> _Supplied data_:
---*---

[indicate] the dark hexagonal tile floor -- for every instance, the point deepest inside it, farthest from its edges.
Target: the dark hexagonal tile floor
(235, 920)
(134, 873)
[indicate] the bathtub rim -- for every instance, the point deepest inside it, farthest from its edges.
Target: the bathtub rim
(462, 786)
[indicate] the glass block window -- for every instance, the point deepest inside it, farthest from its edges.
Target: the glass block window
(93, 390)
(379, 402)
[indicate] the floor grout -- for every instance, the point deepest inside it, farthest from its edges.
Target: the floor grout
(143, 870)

---*---

> _Objective_: Copy out all of the records above, swapping every "bathtub rim" for "tub edge" and keeping everything else the same.

> _Task response_:
[indicate] the dark hexagonal tile floor -- for every instance, the point deepest inside it, farthest from its edges.
Target: the dark hexagonal tile floor
(235, 920)
(134, 873)
[indicate] the tub edge -- for every instance, the point deepest inside it, farthest from its edges.
Target: the tub edge
(462, 786)
[indicate] the glass block window -- for every instance, the point deepest inside it, farthest from its edges.
Target: the glass block window
(93, 390)
(379, 402)
[indicate] the floor grout -- for every instance, the point deepest inside it, farthest from its edges.
Target: the floor grout
(143, 870)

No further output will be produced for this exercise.